--- BEGIN ---

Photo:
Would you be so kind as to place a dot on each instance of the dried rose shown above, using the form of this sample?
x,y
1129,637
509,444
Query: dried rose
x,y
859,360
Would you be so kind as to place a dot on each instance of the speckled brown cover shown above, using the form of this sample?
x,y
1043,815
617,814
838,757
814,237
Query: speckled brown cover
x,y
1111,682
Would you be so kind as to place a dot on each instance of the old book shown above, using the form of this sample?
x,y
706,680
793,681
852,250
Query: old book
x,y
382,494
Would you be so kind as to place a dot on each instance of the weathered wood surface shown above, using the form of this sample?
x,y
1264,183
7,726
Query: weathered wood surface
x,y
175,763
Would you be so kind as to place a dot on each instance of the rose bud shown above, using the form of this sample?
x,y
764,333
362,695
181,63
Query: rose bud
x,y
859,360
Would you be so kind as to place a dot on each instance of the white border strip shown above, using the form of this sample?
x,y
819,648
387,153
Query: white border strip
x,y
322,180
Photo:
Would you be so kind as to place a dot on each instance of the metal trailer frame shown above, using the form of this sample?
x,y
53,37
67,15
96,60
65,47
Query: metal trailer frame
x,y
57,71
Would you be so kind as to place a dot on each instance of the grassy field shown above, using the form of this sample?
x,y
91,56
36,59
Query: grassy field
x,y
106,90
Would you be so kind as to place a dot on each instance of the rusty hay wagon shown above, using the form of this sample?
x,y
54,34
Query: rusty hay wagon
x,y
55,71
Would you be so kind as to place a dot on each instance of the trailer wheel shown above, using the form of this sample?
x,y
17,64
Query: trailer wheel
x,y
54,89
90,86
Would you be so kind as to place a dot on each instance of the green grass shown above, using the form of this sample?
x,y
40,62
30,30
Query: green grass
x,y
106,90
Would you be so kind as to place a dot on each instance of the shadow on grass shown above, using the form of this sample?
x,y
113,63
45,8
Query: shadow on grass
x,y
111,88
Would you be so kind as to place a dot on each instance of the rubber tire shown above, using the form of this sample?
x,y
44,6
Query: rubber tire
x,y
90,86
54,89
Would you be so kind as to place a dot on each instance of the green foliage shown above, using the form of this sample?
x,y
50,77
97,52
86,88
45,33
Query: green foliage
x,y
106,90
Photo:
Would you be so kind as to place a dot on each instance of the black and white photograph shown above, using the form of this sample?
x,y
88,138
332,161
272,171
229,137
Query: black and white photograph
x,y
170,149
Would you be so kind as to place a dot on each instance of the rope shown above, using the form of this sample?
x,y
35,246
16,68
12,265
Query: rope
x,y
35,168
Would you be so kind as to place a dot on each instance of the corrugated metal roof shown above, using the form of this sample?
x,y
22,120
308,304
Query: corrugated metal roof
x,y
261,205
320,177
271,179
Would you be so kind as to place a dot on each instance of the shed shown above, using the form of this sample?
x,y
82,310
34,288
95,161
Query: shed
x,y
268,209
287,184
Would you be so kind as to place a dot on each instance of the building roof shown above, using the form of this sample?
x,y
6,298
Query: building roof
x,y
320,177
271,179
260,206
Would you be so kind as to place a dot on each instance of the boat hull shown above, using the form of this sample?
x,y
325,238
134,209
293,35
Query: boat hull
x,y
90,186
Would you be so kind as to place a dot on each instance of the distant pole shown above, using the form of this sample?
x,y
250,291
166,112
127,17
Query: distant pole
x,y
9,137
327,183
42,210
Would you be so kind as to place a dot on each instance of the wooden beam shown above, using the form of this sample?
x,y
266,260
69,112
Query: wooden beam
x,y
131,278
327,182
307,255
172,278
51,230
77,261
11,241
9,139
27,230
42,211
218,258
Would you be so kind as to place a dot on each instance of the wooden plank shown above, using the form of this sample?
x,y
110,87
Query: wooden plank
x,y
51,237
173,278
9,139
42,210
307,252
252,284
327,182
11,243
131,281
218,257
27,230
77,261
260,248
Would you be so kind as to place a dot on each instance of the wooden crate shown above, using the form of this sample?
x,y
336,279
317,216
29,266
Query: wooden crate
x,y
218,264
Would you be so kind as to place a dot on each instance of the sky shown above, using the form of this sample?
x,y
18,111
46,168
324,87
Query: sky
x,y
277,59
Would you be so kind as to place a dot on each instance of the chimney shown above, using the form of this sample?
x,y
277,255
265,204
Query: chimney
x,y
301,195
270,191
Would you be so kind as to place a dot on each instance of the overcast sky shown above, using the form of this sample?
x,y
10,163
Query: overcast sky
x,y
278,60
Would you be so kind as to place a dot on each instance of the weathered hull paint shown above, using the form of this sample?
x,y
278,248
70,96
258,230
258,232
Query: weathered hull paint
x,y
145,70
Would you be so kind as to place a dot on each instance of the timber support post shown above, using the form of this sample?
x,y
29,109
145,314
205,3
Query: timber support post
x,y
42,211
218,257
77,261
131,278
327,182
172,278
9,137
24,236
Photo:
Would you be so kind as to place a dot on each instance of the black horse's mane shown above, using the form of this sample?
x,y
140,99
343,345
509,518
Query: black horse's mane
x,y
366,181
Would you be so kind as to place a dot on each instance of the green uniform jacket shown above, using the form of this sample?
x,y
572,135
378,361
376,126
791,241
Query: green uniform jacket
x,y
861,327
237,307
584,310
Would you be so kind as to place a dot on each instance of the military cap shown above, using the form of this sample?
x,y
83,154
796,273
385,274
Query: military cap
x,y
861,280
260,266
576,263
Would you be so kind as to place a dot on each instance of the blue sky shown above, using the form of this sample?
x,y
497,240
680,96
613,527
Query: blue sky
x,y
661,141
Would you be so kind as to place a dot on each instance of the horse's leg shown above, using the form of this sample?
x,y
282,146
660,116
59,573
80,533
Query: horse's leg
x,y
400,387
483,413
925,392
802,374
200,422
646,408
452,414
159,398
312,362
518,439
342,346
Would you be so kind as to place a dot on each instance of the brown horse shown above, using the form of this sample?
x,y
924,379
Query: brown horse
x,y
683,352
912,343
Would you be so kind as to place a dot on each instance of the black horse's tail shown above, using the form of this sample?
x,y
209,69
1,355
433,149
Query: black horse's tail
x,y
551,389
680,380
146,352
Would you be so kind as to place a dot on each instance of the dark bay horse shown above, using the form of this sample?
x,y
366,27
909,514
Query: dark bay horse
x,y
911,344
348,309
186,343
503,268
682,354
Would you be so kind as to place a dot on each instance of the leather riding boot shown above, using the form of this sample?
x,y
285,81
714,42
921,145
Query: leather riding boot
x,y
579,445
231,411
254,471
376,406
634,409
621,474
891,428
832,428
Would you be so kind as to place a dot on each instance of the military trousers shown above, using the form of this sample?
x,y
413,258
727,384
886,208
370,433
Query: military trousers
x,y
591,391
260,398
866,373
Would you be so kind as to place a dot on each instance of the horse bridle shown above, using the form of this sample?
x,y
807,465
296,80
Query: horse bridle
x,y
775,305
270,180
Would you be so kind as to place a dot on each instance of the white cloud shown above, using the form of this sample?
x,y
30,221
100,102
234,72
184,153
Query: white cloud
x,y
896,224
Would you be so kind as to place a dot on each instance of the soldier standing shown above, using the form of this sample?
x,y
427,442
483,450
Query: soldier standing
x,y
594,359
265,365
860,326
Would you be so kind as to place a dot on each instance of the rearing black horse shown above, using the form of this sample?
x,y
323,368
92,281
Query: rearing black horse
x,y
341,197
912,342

--- END ---

■ **Exercise details**
From the line containing "horse's tail shown" through the closing line of the material above, return every line exactly and omit all others.

■ **Solution below**
Would you be so kind as to place a dot on each instance of the black horse's tail shown above, using the form of this sample?
x,y
209,69
1,355
433,149
Query: black horse's tail
x,y
551,389
680,380
146,352
Would you be so kind as to place a dot on each instance of the dark bay horse shown above, using the form of this sample?
x,y
366,27
909,514
Query: dark bay horse
x,y
911,344
348,309
186,343
503,268
682,354
Would you be so kind as to place a dot on each instance of the leather riding boot shown above, using the form of this sample?
x,y
285,81
714,42
921,145
Query: leather riding boot
x,y
579,445
231,411
254,471
376,406
634,409
621,474
891,428
832,428
Would you be so kind as to place a dot on each instance of the military trousers shown above, using the form of this sample?
x,y
413,258
727,384
886,208
370,433
Query: military trousers
x,y
591,391
260,398
866,373
Would you be so kind as to place a dot on each instance of the horse bridle shown above, using the form of this sample?
x,y
807,465
296,80
Query: horse bridle
x,y
775,305
270,180
Would you be so kind as to place a dot on each instance of the white cloud shown above, using the form of this sample?
x,y
30,221
100,102
234,72
184,153
Query: white cloud
x,y
896,224
Would you be so kind as to place a dot on each instance of the soldier standing shown above, using the form of this sample?
x,y
427,442
483,450
Query: soldier standing
x,y
594,359
265,365
860,326
Would you be so kind as to place a dot on each instance of the rearing black horse shown above, using the form of this sample?
x,y
323,368
92,281
Query: rearing black horse
x,y
341,197
912,342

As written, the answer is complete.